◆ **THE TASK**
Print the listing below once more, unchanged.

◆ **INPUT FOR THIS TASK**
___

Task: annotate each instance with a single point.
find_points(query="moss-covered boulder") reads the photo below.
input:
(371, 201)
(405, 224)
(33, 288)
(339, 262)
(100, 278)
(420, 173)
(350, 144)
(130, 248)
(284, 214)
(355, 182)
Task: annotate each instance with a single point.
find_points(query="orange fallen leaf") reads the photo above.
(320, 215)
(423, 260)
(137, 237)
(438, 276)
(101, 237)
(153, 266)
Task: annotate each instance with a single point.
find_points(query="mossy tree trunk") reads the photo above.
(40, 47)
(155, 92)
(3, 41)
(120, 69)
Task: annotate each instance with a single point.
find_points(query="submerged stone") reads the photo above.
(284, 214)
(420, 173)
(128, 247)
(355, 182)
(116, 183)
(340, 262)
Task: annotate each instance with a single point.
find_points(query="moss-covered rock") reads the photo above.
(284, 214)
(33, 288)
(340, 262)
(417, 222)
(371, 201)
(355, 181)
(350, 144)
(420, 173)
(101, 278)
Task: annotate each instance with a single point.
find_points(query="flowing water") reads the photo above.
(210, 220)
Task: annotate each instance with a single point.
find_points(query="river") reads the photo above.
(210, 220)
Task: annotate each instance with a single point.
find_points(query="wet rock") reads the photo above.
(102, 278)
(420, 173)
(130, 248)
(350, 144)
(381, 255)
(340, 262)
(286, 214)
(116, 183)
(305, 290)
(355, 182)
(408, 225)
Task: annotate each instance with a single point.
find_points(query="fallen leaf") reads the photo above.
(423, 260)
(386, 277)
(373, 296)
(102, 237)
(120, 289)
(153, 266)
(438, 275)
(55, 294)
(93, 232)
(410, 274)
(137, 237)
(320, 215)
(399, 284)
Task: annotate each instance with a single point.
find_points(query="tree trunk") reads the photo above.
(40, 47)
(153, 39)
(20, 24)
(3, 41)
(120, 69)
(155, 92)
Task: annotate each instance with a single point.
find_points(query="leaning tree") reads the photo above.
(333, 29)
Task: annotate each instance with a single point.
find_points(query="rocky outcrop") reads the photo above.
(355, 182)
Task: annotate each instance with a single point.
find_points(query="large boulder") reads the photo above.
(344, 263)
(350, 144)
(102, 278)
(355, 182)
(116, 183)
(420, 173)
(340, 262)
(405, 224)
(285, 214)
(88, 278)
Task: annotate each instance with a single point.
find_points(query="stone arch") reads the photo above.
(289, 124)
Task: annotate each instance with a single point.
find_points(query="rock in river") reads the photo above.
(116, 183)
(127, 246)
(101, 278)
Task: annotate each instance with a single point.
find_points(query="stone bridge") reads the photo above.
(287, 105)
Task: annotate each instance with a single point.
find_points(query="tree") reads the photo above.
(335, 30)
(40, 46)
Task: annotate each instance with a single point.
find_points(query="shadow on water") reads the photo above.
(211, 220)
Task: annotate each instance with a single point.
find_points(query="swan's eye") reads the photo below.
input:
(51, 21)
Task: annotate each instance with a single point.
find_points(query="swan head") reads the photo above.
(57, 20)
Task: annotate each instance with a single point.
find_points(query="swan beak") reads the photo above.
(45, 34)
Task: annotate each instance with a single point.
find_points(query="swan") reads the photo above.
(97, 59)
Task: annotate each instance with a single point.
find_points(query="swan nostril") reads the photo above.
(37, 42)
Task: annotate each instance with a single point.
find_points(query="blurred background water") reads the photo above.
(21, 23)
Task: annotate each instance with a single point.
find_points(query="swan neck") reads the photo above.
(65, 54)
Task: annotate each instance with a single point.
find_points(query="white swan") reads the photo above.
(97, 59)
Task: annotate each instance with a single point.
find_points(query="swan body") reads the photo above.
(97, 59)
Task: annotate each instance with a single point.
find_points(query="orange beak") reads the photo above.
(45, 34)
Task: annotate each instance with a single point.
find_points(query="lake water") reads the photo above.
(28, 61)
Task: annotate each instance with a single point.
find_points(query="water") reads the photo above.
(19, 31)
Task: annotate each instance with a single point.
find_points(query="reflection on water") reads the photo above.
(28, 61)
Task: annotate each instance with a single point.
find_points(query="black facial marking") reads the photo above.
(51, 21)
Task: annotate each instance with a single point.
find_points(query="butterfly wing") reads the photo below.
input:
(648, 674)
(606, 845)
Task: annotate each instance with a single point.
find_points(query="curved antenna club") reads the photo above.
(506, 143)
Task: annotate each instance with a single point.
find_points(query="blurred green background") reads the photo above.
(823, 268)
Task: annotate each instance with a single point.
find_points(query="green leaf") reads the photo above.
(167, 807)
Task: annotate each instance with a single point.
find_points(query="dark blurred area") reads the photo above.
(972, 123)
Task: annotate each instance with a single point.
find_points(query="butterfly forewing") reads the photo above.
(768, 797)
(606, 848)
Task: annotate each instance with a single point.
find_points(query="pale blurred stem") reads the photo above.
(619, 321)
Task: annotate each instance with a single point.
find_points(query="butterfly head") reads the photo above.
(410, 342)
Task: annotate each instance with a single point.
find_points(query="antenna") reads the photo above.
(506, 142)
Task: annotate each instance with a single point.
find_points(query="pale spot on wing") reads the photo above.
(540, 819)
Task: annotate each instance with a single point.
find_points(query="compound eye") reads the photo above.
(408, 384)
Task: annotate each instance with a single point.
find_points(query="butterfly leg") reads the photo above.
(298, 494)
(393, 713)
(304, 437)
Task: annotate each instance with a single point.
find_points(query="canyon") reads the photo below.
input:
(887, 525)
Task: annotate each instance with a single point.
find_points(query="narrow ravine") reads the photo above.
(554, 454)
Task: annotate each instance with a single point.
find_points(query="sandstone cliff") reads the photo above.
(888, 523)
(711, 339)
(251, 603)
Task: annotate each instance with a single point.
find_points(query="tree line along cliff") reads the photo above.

___

◆ **TASK OUTPUT**
Task: annotate each instance with a single point.
find_points(query="moss-covered boulder") reads the photo below.
input:
(371, 201)
(405, 224)
(33, 288)
(339, 262)
(100, 278)
(420, 173)
(350, 144)
(130, 248)
(284, 214)
(355, 182)
Task: annotate each instance with a single point.
find_points(query="orange fallen leaf") reads the photo above.
(320, 215)
(423, 260)
(137, 237)
(438, 276)
(101, 237)
(153, 266)
Task: annotate each instance with a single point.
find_points(query="mossy tree trunk") reads the photo above.
(40, 47)
(155, 92)
(3, 41)
(120, 69)
Task: annotate each instance with a single point.
find_points(query="submerged stone") reads the photo above.
(284, 214)
(420, 173)
(128, 247)
(355, 182)
(116, 183)
(340, 262)
Task: annotate each instance with a single point.
find_points(query="moss-covered rock") reads the photo above.
(284, 214)
(33, 288)
(340, 262)
(417, 222)
(371, 201)
(355, 181)
(350, 144)
(420, 173)
(101, 278)
Task: annotate each instance with a single point.
find_points(query="flowing water") reads the photo above.
(210, 220)
Task: annotate each instance with a single point.
find_points(query="river") reads the photo above.
(210, 220)
Task: annotate each instance with a single point.
find_points(query="wet rock") reads the photo above.
(102, 278)
(420, 173)
(130, 248)
(350, 144)
(381, 255)
(340, 262)
(286, 214)
(116, 183)
(305, 290)
(355, 182)
(408, 225)
Task: annotate each instance with a single point.
find_points(query="fallen leaf") reads the photo above.
(423, 260)
(386, 277)
(373, 296)
(102, 237)
(120, 289)
(153, 266)
(438, 275)
(55, 294)
(93, 232)
(410, 274)
(137, 237)
(320, 215)
(399, 284)
Task: annotate each instance with a single point.
find_points(query="tree trunk") reads the photo above.
(40, 47)
(153, 39)
(20, 24)
(3, 41)
(120, 69)
(155, 92)
Task: annotate each instance with a single point.
find_points(query="leaning tree") reads the photo above.
(333, 29)
Task: annotate each instance with a single point.
find_points(query="rocky outcrop") reads the photo above.
(355, 182)
Task: annotate each instance with a single point.
find_points(query="large boulder") reads the photo above.
(344, 263)
(350, 144)
(102, 278)
(355, 182)
(116, 183)
(420, 173)
(340, 262)
(405, 224)
(285, 214)
(88, 278)
Task: annotate each instance with a single point.
find_points(query="stone arch") reads the photo above.
(289, 124)
Task: annotate each instance with a single point.
find_points(query="rock in river") reads the photo above.
(116, 183)
(127, 246)
(101, 278)
Task: annotate each instance with a single point.
find_points(query="stone bridge") reads the photo above.
(287, 105)
Task: annotate each instance with a single point.
find_points(query="tree") reads the photo above.
(335, 30)
(40, 46)
Task: annotate each instance with a single point.
find_points(query="shadow on water") reads the photo above.
(211, 220)
Task: annotate each instance with a single point.
find_points(query="swan's eye") reads the photo below.
input:
(51, 21)
Task: annotate each instance with a single point.
find_points(query="swan head") reads the photo above.
(57, 20)
Task: annotate each instance with a single point.
find_points(query="swan beak") reads the photo above.
(45, 34)
Task: annotate each instance with a single point.
find_points(query="swan") reads the photo above.
(97, 59)
Task: annotate each instance with a single point.
find_points(query="swan nostril") reads the photo above.
(37, 42)
Task: annotate each instance with a single point.
find_points(query="blurred background water") reads the photo above.
(21, 23)
Task: annotate each instance with a single point.
find_points(query="swan neck") reads the photo above.
(65, 54)
Task: annotate each instance with a single point.
find_points(query="white swan") reads the photo above.
(97, 59)
Task: annotate each instance with a single point.
find_points(query="swan body") reads the photo above.
(97, 59)
Task: annotate each instance with a single point.
find_points(query="orange beak") reads the photo above.
(45, 34)
Task: annotate each instance with a single point.
find_points(query="lake water") reads the photo above.
(28, 61)
Task: annotate each instance with a single point.
find_points(query="water") reads the photo above.
(19, 31)
Task: annotate each instance with a single point.
find_points(query="reflection on water") reads the photo above.
(28, 61)
Task: annotate each instance with a single point.
find_points(query="black facial marking") reads the photo above.
(51, 21)
Task: annotate each instance with a single point.
find_points(query="butterfly wing") reads the photo below.
input:
(648, 674)
(606, 845)
Task: annotate each instance with a single point.
find_points(query="curved antenna club") reads the photo above.
(506, 143)
Task: annotate each instance with a single point.
find_points(query="blurred green background") reads the photo above.
(823, 268)
Task: annotate each instance with a single point.
find_points(query="green leaf") reads the photo above.
(167, 807)
Task: annotate each instance with a single point.
find_points(query="dark blurred area") reads the photo above.
(972, 123)
Task: annotate each instance with a single point.
find_points(query="butterfly forewing") reads the photo above.
(768, 797)
(606, 848)
Task: annotate each instance with a single point.
find_points(query="pale blurred stem") reads the photo above.
(619, 321)
Task: annotate each instance with a single point.
find_points(query="butterfly head") reads the photo above.
(410, 342)
Task: annotate each instance with a single point.
find_points(query="antenna") reads the photo above.
(506, 142)
Task: annotate each instance with a single point.
find_points(query="pale spot on wing") reads the photo above.
(540, 819)
Task: annotate each instance with a single point.
find_points(query="compound eye") reads the photo above.
(408, 384)
Task: annotate each instance with a single point.
find_points(query="butterfly leg") reads the photo above.
(298, 494)
(393, 713)
(304, 437)
Task: annotate each instance with a single point.
find_points(query="canyon") reads the photo below.
input:
(887, 525)
Task: annotate each instance with a single point.
find_points(query="narrow ravine") reads the photo above.
(554, 454)
Task: annotate each instance with a single point.
find_points(query="sandstone cliff") reads the photo above.
(888, 523)
(711, 339)
(251, 603)
Task: annotate each instance with a single point.
find_points(query="tree line along cliff") reads the photo above.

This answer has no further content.